(Work request):
Find the line holding "Note: for every instance of the man in gray" in the entries below. Give it again exactly, along with every line after it up to and including the line holding "Note: for every instance of the banner".

*** Block opens ***

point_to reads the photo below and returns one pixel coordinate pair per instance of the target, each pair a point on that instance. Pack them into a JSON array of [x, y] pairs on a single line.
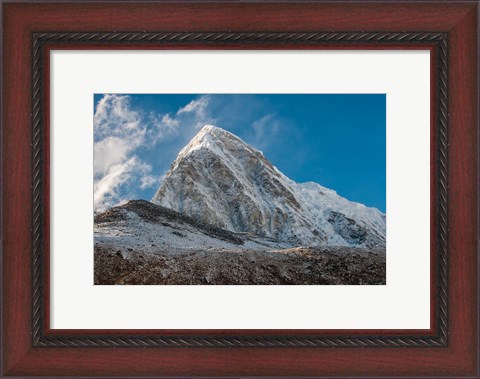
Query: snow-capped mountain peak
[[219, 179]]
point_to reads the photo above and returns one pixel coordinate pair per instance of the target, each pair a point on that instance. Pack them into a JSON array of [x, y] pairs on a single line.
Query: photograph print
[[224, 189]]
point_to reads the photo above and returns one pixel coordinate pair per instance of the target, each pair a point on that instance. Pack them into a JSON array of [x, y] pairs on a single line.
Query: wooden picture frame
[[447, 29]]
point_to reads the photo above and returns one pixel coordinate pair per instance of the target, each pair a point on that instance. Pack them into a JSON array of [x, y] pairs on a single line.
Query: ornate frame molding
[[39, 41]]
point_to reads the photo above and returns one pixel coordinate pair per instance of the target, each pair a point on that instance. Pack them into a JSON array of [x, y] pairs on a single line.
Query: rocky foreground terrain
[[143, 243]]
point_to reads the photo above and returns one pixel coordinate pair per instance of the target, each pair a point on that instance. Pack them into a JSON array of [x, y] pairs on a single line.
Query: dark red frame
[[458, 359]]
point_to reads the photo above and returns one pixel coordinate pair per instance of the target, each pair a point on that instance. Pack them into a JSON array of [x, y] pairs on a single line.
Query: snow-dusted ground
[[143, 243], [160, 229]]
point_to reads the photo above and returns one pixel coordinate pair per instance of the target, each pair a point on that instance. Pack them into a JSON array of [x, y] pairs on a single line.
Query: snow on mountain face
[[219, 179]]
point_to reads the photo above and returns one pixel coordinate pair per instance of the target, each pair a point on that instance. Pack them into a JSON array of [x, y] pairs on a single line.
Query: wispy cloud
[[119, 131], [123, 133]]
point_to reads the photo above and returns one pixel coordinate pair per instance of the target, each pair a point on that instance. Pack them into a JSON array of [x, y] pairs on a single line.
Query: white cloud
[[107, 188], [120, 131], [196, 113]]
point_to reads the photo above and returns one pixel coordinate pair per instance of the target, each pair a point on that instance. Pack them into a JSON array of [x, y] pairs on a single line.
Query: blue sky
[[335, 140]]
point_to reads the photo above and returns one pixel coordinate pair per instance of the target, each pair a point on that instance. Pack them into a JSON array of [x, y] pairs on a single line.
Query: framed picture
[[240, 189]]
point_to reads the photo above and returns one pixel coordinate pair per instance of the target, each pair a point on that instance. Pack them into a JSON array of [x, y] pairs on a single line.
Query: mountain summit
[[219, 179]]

*** Block closes ***
*** Block opens ***

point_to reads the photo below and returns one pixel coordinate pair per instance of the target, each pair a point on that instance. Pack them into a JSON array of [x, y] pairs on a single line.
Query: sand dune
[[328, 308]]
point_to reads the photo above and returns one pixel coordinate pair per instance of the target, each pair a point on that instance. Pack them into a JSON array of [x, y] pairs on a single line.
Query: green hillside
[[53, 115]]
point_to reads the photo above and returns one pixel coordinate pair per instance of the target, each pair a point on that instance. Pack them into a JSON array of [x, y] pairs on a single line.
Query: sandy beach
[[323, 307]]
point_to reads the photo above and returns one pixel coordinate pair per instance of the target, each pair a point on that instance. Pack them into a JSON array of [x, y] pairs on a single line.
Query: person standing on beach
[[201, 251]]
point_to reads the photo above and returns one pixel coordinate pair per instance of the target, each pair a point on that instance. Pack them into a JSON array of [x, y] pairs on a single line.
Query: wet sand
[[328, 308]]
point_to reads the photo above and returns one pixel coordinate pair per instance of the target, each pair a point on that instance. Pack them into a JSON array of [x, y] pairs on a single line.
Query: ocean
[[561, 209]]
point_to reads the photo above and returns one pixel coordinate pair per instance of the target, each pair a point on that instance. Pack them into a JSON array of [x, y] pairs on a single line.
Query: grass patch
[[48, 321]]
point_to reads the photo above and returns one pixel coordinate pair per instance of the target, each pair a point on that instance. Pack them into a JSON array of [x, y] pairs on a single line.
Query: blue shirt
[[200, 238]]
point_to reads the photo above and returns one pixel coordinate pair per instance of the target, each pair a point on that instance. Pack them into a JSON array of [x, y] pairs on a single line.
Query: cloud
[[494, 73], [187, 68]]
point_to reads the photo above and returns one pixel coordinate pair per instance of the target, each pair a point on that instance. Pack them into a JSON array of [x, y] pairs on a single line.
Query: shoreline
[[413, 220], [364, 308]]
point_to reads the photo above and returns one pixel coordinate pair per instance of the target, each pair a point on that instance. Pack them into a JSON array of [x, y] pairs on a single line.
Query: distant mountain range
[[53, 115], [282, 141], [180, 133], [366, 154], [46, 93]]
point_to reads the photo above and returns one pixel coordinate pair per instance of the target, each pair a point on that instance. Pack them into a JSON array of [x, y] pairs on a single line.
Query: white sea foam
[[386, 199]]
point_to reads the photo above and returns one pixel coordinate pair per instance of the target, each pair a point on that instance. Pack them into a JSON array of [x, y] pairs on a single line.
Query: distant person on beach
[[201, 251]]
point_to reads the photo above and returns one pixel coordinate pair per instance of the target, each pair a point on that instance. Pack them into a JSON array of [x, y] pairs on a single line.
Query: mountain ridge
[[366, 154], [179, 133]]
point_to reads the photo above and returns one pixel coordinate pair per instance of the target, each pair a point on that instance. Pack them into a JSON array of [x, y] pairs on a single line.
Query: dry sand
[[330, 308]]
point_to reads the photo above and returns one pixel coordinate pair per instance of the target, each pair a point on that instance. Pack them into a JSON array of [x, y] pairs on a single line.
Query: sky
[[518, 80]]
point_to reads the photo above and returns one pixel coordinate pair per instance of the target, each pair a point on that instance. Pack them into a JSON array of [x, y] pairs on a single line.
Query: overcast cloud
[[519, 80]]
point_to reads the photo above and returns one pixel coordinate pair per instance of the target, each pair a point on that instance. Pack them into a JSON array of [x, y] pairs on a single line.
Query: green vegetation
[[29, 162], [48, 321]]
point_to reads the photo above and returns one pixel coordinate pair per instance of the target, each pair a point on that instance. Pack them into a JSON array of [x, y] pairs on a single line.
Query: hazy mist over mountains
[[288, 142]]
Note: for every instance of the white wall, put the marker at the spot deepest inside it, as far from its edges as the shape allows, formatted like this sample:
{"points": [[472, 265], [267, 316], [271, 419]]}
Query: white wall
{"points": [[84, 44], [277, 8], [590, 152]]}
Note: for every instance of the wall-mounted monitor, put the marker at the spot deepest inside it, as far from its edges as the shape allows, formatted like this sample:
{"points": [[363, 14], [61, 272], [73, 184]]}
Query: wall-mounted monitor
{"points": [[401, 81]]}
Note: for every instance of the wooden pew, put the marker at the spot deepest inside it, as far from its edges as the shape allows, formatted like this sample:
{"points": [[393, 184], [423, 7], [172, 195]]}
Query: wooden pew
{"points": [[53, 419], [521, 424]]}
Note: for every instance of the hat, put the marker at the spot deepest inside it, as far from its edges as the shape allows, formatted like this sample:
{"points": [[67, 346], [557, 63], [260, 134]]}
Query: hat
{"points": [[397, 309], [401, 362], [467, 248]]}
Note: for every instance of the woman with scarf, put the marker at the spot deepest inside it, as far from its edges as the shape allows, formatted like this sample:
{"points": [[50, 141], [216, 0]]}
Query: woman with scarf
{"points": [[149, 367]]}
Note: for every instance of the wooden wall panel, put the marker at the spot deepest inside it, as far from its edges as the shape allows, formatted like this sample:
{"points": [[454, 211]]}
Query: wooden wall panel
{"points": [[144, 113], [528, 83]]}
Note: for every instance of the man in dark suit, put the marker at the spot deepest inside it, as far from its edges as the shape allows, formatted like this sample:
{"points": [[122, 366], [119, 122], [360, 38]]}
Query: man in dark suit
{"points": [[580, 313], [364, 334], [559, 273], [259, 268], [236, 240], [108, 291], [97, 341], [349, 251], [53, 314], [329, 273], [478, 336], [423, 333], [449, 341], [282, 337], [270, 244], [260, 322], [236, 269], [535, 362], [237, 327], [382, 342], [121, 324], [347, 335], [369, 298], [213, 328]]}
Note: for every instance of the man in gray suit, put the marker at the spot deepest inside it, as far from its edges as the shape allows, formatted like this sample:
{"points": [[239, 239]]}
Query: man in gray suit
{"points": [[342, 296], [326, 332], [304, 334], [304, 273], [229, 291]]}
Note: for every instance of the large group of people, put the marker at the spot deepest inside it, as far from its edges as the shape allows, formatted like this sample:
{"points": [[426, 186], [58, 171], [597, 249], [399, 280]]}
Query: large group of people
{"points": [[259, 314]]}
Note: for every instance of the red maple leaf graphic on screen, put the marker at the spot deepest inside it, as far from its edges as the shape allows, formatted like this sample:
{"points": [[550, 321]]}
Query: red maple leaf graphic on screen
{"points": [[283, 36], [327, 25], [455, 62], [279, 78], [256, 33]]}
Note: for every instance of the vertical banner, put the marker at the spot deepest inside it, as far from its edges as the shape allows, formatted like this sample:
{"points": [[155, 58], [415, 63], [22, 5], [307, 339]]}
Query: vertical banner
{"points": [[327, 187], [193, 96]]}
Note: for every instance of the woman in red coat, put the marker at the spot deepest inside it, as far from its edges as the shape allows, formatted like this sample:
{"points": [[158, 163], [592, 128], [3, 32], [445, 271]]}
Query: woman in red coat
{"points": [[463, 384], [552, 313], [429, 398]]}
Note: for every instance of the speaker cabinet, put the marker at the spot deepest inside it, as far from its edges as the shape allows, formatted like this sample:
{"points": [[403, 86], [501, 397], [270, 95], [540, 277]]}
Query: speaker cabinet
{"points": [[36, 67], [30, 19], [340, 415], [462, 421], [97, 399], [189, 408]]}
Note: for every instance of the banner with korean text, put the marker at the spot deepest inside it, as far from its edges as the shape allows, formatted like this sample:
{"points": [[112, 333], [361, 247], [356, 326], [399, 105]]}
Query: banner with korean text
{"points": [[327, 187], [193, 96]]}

*** Block closes ***

(Task answer):
Note: for every instance of the man in gray suit, put the marker at the spot deepest inside it, as far from its edges as the shape allows, formatted like this sample:
{"points": [[239, 239]]}
Query: man in gray suit
{"points": [[342, 296], [326, 332], [304, 334], [304, 273], [229, 291]]}
Note: for every instance of the large group of people, put the marker at the spot deepest inside it, as far from its edges as the shape allows, formatted like this sample:
{"points": [[426, 186], [58, 171], [597, 249], [399, 280]]}
Query: large group of people
{"points": [[259, 314]]}
Note: for every instance of the red maple leaf graphic on screen, put the marker at the spot deepest inside it, as far from its edges as the shape allows, formatted like this sample:
{"points": [[550, 321]]}
Query: red maple leaf graphic on screen
{"points": [[283, 36], [327, 25], [455, 62], [279, 78], [256, 33]]}
Note: for every instance of the vertical banner, put the marker at the spot deepest inside it, as far from its edges as the shape allows, formatted like this sample:
{"points": [[155, 58], [415, 63], [22, 5], [307, 339]]}
Query: vertical banner
{"points": [[327, 187], [193, 96]]}
Note: for every instance of the woman in red coat, put the marker at the spot deepest inside it, as far from its edges as the shape allows, formatted like this sample:
{"points": [[158, 163], [592, 128], [3, 32], [445, 271]]}
Query: woman in red coat
{"points": [[463, 384], [552, 313], [429, 398]]}
Note: for every instance of the speaker cabinet, put the marker at the spot deepest inside it, as far from its edges as the shape allows, formatted like this sample:
{"points": [[403, 86], [501, 397], [270, 95], [540, 277]]}
Query: speaker cabinet
{"points": [[36, 67], [30, 19], [340, 415], [462, 421], [97, 399], [189, 408]]}
Note: for every instance of the banner with korean text, put the marker at the spot deepest inside it, as far from its edges as the shape allows, formatted like this sample:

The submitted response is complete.